→ Texto fornecido:
<<<<

A história começa quando chefe federalista de Palmeira das Missões, Ubaldino Machado, reúne uma tropa de cerca de 400 combatentes e toma o rumo de Santo Ângelo.
Nas imediações daquela cidade missioneira, travam combate com cerca de 300 legalistas e os vencem sem muito esforço, deixando mais de 40 inimigos mortos e outros tantos em uma corrida sem igual até Cruz Alta, cidade conhecida como um verdadeiro ninho de pica-paus.
E lá, a Divisão do Norte, que vinha em perseguição a Gumersindo Saraiva, toma conhecimento do fato e também da localização e direção da coluna maragata de Ubaldino.
Na mesma hora, o então coronel Firmino de Paula se separa do grosso da tropa e parte em busca dos rebeldes. No caminho, encontra e aprisiona um piquete de retaguarda de Ubaldino, descobrindo então, o local exato onde suas forças estão acampadas: o Boi Preto, na periferia de Palmeira.
Depois, degola todos os integrantes do piquete maragato e parte em direção ao acampamento rebelde.
Naquela mesma noite, sem saber da iminente chegada de Firmino e sua gente e ainda acreditando no boato que não haveria mais combates e um tratado de paz seria assinado por aqueles dias, os revolucionários promovem um grande churrasco com a presença de mulheres “de vida fácil” e muito trago.
Ás cinco horas da madrugada, o líder pica-pau cruz-altense surpreende um acampamento de “borrachos” e ressacosos e os encurrala abaixo de tiros. No raiar do dia, e com garantias de vida, 370 maragatos se rendem e são amarrados com tiras de couro. Todos são obrigados a assim marcharem até Cruz Alta.
No caminho, os prisioneiros foram sendo degolados e abandonados na beira da estrada para servirem de exemplo a outros rebeldes que ousassem passar perto daquela cidade.
“As mortes não lhe perturbavam, nem os pedidos de clemência de um dos prisioneiros implorando insistentemente para ser solto. Era um primo-irmão de Firmino, Arthur Beck, que lhe serviu de enfermeiro determinada vez em Santa Maria, e que noutra vez, salvou seu filho de uma tenaz enfermidade.
Firmino não lhe dirigiu o olhar, continuou imóvel, como em um êxtase macabro. Segundos depois, acelera o galope do cavalo e, ao se aproximar de seus imediatos, faz o fatídico sinal com a mão direita, cruzando-a pelo pescoço. Mais um lote de prisioneiros seria degolado. Entre eles, Arthur Beck, o seu primo-irmão”, descreveu Rossano Cavalari.
E desta maneira, aos lotes, foram mortos os 370 prisioneiros rebeldes. Trinta perto do Boi Preto; Na Porteira, mais de cem; em Olhos D’Água, próximo a Cruz Alta, outros 140 homens; além de grupos de 10 a 20 prisioneiros que foram sendo deixados pelo caminho com a garganta cortada e cartazes o identificando-os como maragatos. E com ordens expressas de não removerem os cadáveres.

>>>>

→ Tarefa proposta 1: Edite as entradas a partir da primeira até a linha que contém "(1065, 431)", inclusive, trocando "Coordinates" por "Positions" e mantendo todo o resto igual.

(Trecho de um conjunto de dados)
<<<<

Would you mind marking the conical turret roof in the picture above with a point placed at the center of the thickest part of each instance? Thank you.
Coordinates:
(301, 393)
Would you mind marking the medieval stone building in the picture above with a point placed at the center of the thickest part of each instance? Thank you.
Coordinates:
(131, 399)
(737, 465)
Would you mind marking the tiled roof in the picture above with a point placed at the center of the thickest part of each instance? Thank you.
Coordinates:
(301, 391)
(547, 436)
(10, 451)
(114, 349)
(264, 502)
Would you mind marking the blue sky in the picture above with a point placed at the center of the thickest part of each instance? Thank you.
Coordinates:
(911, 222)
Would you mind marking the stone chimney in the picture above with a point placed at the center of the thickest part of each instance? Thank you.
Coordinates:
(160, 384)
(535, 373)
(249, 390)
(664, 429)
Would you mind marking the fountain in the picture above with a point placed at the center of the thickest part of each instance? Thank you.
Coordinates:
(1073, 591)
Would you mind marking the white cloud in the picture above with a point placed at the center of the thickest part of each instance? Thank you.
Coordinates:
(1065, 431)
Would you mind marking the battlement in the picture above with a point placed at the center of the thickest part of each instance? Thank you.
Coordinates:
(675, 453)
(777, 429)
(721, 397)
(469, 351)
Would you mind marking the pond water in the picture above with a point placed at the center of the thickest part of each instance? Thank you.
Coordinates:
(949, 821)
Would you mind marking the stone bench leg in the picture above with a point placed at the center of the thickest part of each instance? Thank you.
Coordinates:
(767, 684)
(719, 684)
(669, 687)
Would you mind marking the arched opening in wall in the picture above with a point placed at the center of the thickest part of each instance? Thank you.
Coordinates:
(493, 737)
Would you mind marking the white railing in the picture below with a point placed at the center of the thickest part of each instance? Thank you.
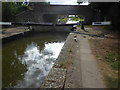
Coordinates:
(5, 23)
(101, 23)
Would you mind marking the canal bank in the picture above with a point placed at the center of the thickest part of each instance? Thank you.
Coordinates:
(76, 66)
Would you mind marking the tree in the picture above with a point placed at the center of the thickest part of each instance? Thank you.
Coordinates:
(10, 9)
(109, 11)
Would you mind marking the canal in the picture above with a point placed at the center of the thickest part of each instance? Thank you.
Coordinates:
(27, 61)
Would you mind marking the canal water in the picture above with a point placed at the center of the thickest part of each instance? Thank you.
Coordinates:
(28, 60)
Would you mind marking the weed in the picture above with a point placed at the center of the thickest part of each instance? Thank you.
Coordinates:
(112, 59)
(111, 82)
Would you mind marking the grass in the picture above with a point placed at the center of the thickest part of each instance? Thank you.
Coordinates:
(111, 82)
(112, 59)
(65, 63)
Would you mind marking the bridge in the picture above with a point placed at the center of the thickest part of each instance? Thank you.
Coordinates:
(50, 13)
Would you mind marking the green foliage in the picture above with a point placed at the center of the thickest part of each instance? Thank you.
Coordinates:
(63, 19)
(10, 9)
(112, 59)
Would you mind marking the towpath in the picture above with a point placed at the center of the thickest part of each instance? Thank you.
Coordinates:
(77, 65)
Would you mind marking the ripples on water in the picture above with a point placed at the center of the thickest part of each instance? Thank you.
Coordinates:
(38, 62)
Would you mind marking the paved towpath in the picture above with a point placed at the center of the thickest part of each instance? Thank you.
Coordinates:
(78, 64)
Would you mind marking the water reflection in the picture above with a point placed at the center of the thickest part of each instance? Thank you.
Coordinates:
(38, 62)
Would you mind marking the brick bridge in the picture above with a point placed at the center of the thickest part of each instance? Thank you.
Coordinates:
(49, 13)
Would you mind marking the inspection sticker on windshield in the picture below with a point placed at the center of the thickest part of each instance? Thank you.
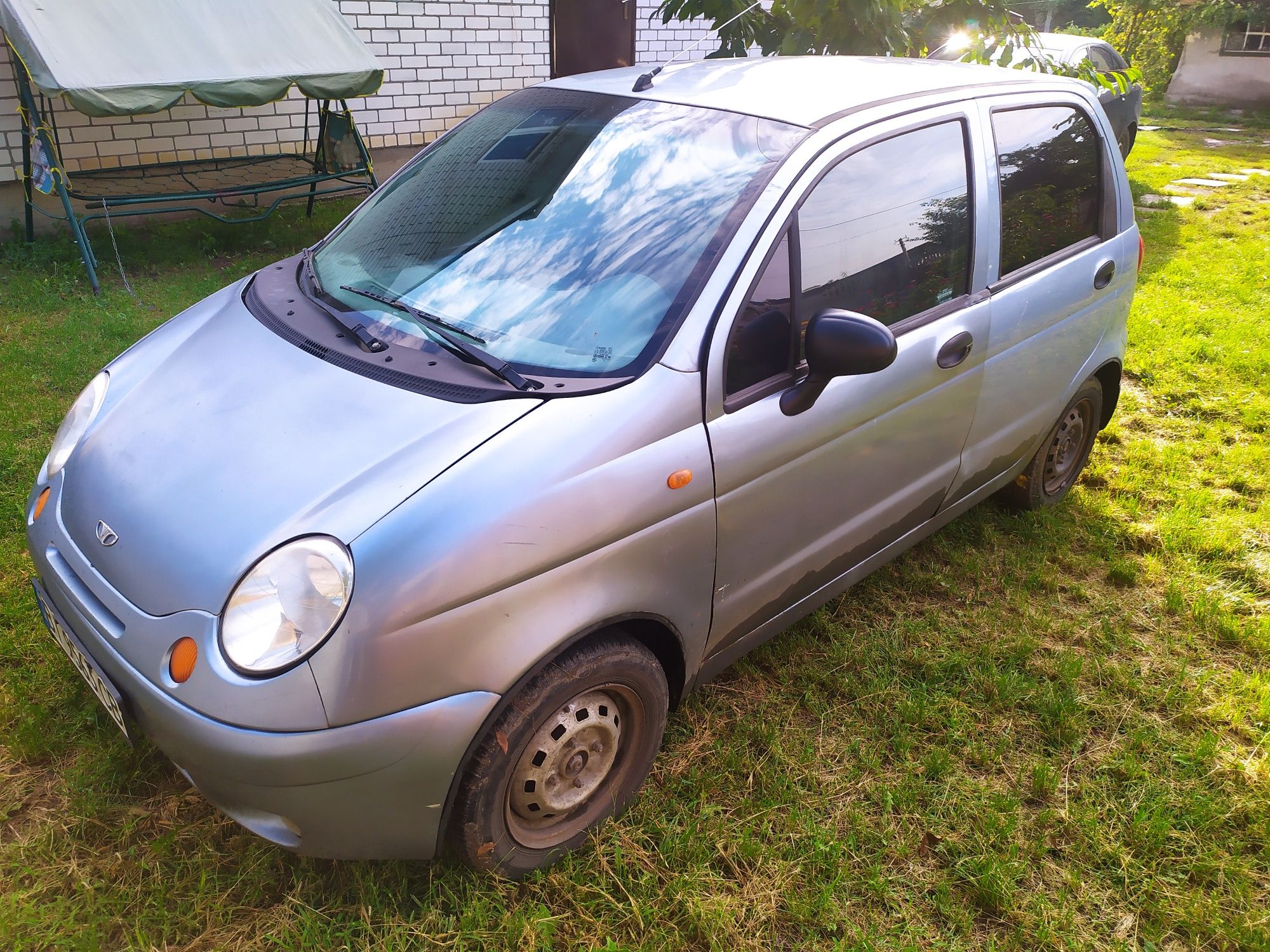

>>>>

→ Tarefa proposta 2: No texto sobre o episódio do Boi Preto, por que os prisioneiros degolados no caminho eram deixados na beira da estrada? Responda em uma a três frases.

→ Resposta da tarefa 1:
Would you mind marking the conical turret roof in the picture above with a point placed at the center of the thickest part of each instance? Thank you.
Positions:
(301, 393)
Would you mind marking the medieval stone building in the picture above with a point placed at the center of the thickest part of each instance? Thank you.
Positions:
(131, 399)
(737, 465)
Would you mind marking the tiled roof in the picture above with a point placed at the center of the thickest part of each instance? Thank you.
Positions:
(301, 391)
(547, 436)
(10, 451)
(114, 349)
(264, 502)
Would you mind marking the blue sky in the picture above with a point placed at the center of the thickest part of each instance? Thank you.
Positions:
(911, 222)
Would you mind marking the stone chimney in the picture above with a point placed at the center of the thickest part of each instance? Thank you.
Positions:
(160, 384)
(535, 373)
(249, 390)
(664, 429)
Would you mind marking the fountain in the picture above with a point placed at the center of the thickest part of each instance? Thank you.
Positions:
(1073, 591)
Would you mind marking the white cloud in the picture above with a point placed at the center of the thickest part of each instance? Thank you.
Positions:
(1065, 431)

→ Resposta da tarefa 2: Eles eram abandonados na beira da estrada para servirem de exemplo a outros rebeldes que ousassem passar perto de Cruz Alta.